* begin Data supplied *

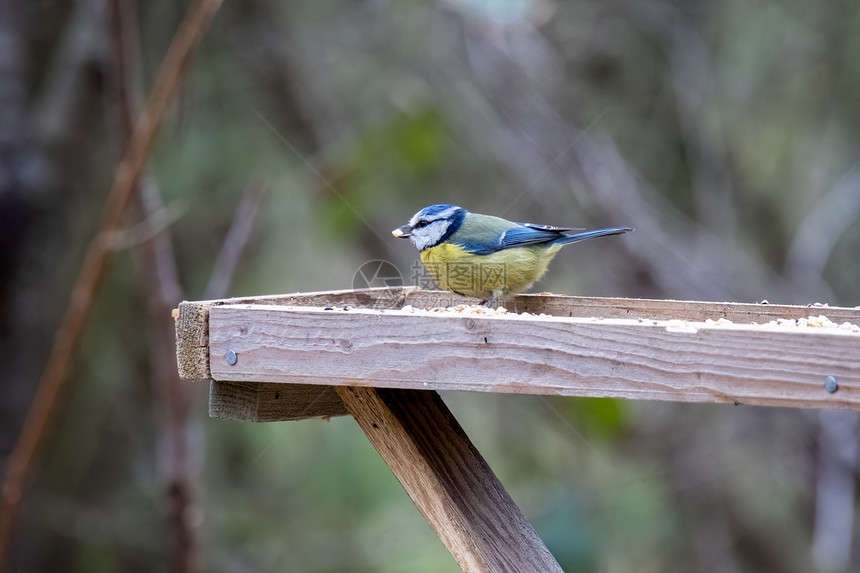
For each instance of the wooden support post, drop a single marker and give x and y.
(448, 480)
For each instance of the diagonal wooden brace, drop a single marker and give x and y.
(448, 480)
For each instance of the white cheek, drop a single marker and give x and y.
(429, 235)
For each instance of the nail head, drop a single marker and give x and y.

* end Data supplied *
* begin Data supplied *

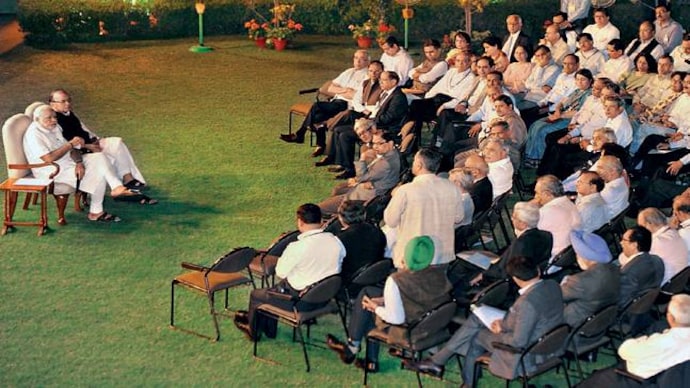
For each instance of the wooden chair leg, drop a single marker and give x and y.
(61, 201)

* end Data supplied *
* begin Data supplied *

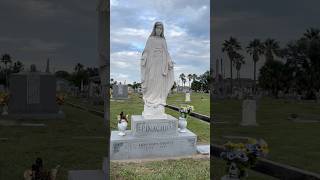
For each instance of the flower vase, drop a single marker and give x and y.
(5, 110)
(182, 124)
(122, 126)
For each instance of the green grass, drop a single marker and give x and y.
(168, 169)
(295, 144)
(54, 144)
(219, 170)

* end Data supplied *

Report each line of the items above that contains the string "instance".

For each instance of the wooden support post, drop a single marker and give x and y.
For each instance of the diagonal wooden brace, drop a single marker and give x and y.
For each instance of the white cheek, drop a single marker and give x and y.
For each instance of the nail head, drop a single marker and give x and y.
For each instance of the wooden chair leg, drop a single marker and give x and y.
For each instance of the flower vase, drop a single marker and give x and y.
For each instance of the green grass, drop a single marker and give x and y.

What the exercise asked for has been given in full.